[Entries from a dataset]
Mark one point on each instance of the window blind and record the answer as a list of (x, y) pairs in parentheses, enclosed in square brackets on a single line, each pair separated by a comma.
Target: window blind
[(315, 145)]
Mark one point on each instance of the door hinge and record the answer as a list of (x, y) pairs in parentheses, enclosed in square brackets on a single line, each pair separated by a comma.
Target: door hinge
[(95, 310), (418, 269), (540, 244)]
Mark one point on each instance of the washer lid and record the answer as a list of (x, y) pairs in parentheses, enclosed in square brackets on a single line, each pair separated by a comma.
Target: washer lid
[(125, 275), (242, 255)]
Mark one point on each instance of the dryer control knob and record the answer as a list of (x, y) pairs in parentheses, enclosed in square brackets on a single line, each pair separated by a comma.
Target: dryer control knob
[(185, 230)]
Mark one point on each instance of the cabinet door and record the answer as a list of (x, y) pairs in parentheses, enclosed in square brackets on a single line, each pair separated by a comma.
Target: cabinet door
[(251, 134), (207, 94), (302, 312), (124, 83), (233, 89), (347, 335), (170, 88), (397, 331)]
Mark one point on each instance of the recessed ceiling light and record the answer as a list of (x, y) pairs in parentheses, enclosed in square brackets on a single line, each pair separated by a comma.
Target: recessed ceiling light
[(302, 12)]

● WHAT YOU WILL DO: Rewrite all of the records above, swapping "instance" for "occurrence" wherever it appears and leaving every other word the same.

● THE REPLY:
Mark one point on each occurrence of the window blind and record the answer as a list of (x, y) pairs in parentheses, enclosed in square brackets on a single line, each pair separated by a comma.
Target: window blind
[(315, 145)]
Mark one point on each occurrence of the door hinge and record the answer as a list of (x, y) pairs in parentheses, enclosed in square brackets on a single line, each pair separated by a comma.
Target: door hinge
[(95, 310), (418, 269), (540, 244)]
Mark one point on each occurrence of the washer lid and record the answer as a list of (x, y) pairs in parentheses, enclosed in square brackets on a single line, each pair separated by a comma.
Target: washer lid
[(125, 275), (242, 255)]
Mark one point on each occurrence of the dryer control knob and record the answer as a list of (x, y) pairs in parentheses, enclosed in square brackets on a single line, each pair separated by a comma.
Target: dryer control knob
[(185, 230)]
Mark one point on each occurrence of the cabinet door and record the answer as a list of (x, y) pairs in parentheses, enclosed in square brackets on a single line, each pair separated by a comma.
Target: cabinet door
[(251, 134), (207, 94), (302, 312), (124, 83), (233, 89), (347, 335), (170, 88), (397, 331)]
Mark one point on each occurrence of the recessed ceiling light and record the answer as a list of (x, y) pairs in parentheses, enclosed in square brackets on a single line, each pair separated by a comma.
Target: recessed ceiling light
[(302, 12)]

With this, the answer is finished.